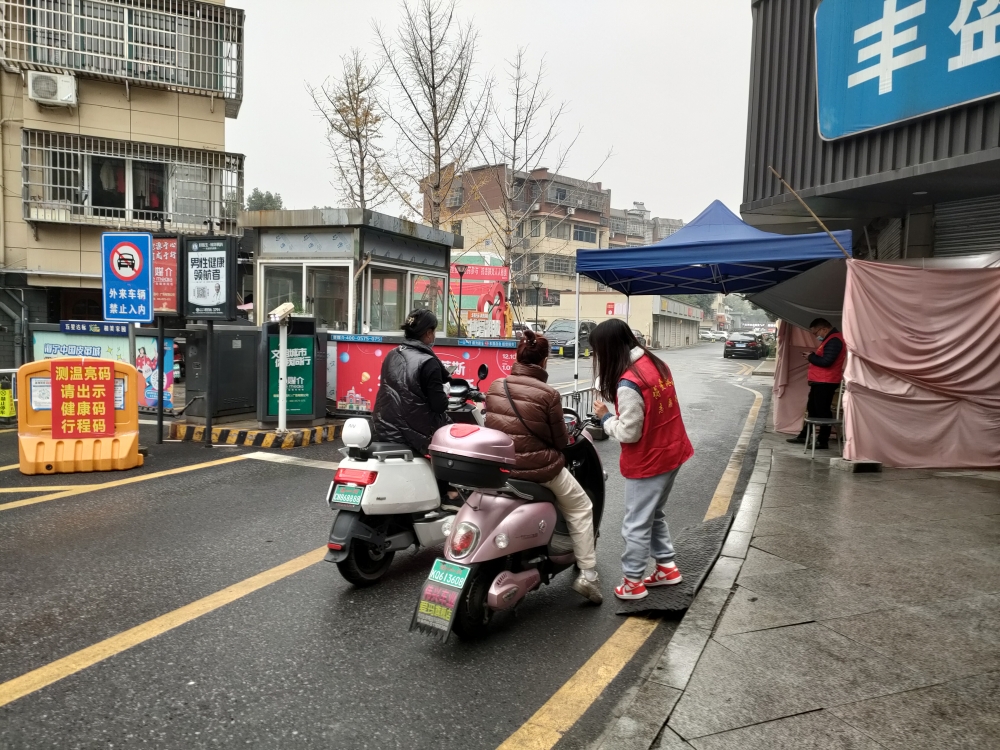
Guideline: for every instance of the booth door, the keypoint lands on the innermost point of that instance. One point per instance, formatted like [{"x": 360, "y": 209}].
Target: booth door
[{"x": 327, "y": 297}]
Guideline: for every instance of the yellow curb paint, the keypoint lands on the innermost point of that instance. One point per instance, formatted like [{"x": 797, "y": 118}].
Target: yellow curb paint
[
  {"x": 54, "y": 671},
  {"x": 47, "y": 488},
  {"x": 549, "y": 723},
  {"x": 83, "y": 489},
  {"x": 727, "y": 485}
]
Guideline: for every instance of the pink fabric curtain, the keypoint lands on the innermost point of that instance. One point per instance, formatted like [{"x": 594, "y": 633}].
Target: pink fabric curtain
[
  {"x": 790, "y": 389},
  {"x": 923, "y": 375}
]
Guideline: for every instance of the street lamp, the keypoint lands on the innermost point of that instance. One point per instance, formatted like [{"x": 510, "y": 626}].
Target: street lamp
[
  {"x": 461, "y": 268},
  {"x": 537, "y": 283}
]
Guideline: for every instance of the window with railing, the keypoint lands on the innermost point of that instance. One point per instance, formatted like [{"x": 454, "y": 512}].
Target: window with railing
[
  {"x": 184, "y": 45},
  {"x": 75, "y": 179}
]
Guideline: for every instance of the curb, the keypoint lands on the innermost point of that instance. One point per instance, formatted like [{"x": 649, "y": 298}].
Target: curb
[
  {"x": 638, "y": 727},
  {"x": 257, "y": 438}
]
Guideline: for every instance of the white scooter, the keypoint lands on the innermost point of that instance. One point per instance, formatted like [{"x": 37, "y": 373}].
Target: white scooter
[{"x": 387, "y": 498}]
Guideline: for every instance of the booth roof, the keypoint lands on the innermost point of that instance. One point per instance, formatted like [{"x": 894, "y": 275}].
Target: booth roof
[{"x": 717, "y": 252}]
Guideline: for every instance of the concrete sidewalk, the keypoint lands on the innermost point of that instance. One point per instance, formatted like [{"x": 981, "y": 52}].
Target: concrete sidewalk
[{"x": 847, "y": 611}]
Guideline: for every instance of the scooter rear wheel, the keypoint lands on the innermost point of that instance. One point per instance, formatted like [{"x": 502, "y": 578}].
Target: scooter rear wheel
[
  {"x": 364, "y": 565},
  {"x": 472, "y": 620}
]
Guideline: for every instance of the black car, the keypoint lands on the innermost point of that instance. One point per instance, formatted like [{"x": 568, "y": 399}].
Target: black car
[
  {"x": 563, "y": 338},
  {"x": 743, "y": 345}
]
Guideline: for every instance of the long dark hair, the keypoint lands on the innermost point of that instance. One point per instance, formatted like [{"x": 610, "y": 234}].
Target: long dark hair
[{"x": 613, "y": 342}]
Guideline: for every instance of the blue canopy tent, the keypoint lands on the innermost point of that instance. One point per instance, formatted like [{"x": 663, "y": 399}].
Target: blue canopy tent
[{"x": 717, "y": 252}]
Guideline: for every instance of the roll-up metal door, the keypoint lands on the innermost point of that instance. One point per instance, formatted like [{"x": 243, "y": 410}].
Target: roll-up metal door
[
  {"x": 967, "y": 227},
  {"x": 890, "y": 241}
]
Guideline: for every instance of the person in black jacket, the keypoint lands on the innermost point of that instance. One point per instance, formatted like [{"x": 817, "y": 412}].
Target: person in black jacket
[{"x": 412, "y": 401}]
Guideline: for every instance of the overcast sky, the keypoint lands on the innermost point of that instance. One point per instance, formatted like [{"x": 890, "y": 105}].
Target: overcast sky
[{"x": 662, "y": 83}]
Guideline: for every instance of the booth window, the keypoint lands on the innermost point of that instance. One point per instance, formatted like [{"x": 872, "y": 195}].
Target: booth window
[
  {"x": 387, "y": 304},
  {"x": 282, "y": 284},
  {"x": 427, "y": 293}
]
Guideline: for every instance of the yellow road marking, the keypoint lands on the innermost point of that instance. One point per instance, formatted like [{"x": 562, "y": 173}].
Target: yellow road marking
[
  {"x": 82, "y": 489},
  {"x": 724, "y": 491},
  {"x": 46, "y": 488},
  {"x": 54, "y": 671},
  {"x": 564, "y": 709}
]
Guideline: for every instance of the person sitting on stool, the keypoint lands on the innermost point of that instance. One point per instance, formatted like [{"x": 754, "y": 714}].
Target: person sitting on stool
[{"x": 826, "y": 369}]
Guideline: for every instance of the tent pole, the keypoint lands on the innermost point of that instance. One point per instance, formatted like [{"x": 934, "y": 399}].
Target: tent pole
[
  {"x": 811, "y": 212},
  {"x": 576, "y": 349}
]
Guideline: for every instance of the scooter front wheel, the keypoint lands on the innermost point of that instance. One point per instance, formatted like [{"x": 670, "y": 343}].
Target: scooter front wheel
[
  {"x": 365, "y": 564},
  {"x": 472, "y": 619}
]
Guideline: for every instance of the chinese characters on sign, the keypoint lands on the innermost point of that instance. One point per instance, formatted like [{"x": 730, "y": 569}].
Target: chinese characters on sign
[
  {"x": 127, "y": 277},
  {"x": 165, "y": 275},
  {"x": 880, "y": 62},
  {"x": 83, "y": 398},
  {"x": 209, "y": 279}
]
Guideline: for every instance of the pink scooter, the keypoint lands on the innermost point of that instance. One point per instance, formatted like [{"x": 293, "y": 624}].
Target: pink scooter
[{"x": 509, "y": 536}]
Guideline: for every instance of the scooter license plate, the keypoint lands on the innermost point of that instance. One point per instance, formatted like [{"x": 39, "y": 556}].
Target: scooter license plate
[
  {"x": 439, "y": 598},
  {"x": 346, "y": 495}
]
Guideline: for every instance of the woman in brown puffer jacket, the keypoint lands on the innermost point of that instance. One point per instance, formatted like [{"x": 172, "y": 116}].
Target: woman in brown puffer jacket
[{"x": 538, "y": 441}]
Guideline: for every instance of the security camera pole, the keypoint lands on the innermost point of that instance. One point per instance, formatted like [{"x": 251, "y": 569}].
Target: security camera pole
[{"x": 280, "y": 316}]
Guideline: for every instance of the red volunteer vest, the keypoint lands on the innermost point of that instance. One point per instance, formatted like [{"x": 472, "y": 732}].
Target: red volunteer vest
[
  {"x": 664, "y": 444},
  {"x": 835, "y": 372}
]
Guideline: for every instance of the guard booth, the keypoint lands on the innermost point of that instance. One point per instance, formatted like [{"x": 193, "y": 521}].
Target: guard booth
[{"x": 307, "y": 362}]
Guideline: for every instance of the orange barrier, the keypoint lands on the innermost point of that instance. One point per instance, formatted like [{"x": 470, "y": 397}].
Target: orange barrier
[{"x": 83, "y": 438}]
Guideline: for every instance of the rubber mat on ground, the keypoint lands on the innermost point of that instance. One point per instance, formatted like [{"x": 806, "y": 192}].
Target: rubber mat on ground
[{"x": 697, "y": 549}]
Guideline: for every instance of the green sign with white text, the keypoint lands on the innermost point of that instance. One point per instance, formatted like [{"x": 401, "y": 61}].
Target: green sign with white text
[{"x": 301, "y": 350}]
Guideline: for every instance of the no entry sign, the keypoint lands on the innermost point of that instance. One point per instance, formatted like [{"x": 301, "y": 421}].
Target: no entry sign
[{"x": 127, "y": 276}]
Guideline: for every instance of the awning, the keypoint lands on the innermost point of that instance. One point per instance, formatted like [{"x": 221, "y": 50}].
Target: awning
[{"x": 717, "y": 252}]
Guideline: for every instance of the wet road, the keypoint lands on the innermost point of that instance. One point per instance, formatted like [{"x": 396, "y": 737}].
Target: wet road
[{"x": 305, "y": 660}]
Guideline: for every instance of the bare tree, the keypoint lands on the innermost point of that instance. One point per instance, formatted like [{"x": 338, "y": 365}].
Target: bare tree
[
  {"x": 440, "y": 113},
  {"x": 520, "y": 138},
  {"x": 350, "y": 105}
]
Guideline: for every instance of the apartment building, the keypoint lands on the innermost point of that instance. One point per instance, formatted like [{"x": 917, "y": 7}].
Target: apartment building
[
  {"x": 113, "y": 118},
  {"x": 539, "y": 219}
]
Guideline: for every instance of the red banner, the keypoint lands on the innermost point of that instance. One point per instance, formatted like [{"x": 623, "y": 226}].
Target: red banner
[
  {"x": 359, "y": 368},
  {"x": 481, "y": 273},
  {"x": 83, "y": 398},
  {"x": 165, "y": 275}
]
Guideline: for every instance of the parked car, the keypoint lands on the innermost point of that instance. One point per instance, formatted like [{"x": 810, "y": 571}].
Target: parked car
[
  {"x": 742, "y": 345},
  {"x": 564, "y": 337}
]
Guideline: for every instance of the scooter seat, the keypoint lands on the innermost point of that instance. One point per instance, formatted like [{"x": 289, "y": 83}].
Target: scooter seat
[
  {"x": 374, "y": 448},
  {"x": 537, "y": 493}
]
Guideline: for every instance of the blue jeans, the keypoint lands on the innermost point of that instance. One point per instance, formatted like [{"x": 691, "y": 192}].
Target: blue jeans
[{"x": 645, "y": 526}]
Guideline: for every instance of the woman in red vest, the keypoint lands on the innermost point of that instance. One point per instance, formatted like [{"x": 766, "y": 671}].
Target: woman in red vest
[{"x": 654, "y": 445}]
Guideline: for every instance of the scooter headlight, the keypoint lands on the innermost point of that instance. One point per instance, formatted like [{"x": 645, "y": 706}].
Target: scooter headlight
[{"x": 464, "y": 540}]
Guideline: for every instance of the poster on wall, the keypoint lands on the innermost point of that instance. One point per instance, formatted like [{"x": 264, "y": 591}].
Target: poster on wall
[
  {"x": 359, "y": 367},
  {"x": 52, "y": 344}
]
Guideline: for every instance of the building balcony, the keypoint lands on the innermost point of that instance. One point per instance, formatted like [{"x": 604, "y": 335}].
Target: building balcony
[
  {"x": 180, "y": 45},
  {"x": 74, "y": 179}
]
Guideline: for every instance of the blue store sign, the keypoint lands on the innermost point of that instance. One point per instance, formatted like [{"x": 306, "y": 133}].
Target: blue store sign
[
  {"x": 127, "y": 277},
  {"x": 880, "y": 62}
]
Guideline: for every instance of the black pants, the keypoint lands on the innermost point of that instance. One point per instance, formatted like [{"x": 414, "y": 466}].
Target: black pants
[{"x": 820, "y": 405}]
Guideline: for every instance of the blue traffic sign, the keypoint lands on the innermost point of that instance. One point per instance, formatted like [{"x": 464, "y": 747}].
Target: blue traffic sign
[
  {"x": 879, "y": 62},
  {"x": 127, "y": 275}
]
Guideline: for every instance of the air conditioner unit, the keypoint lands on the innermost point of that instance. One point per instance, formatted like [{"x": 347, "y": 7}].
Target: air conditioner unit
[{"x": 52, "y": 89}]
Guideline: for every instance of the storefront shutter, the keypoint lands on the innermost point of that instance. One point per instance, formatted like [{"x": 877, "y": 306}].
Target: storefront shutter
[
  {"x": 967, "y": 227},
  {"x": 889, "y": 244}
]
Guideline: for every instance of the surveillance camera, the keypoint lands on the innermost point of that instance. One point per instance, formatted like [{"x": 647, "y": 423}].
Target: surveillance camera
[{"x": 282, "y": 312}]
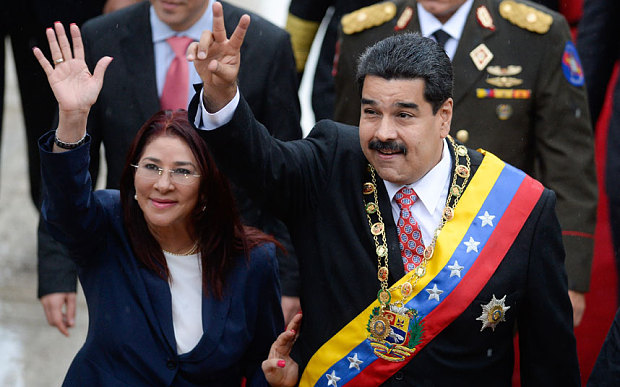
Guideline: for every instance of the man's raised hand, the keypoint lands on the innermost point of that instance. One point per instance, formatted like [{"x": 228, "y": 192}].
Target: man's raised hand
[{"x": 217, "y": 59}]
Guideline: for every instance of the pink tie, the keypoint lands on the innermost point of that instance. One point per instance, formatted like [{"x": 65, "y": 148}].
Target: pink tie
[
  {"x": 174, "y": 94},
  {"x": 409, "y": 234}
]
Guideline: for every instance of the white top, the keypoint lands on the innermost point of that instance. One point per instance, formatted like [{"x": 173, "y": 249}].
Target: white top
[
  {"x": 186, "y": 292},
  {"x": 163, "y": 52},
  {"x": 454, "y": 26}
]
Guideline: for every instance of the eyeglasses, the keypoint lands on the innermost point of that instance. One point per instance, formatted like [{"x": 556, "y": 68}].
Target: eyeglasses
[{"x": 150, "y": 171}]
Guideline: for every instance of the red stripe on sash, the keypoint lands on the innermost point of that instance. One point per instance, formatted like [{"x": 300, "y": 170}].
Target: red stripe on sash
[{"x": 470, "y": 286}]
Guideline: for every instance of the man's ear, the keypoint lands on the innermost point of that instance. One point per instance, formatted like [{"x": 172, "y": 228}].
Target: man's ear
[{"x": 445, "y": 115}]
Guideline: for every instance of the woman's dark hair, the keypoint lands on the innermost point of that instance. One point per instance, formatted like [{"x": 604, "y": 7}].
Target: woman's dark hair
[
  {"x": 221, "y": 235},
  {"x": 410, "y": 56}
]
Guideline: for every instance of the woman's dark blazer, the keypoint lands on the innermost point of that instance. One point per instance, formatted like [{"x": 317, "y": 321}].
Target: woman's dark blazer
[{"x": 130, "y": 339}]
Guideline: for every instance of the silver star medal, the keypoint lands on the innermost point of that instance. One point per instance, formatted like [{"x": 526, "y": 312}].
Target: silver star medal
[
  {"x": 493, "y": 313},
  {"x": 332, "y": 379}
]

++++++++++++++++++++

What needs to be done:
Skip every picture, and restate word for word only the lines above from the line containing "Guideline: for every instance of the storefront" to the line containing "Guideline: for every instance of the pink tie, the", both of them included.

Output of the exercise:
Guideline: for every instance of the storefront shutter, the keypoint lands on the innermost point of that instance. One point per instance, formatted like [{"x": 877, "y": 306}].
Target: storefront shutter
[
  {"x": 967, "y": 227},
  {"x": 889, "y": 244}
]
Guideline: for every instance of the surveillance camera, the keypoint lands on the innermost point of that instance. One point per instance, formatted like [{"x": 647, "y": 423}].
Target: surveillance camera
[{"x": 282, "y": 312}]
Guideline: for every instance of the man's raised hand, the keypoint lands on the innermost point of that instance. One point per instance, formatted like [{"x": 228, "y": 192}].
Target: man's raised hand
[{"x": 217, "y": 59}]
Guideline: for every instance of the pink tie, the keypoint lands on the innermost point of that instance. One point per instance, formatted like [{"x": 65, "y": 148}].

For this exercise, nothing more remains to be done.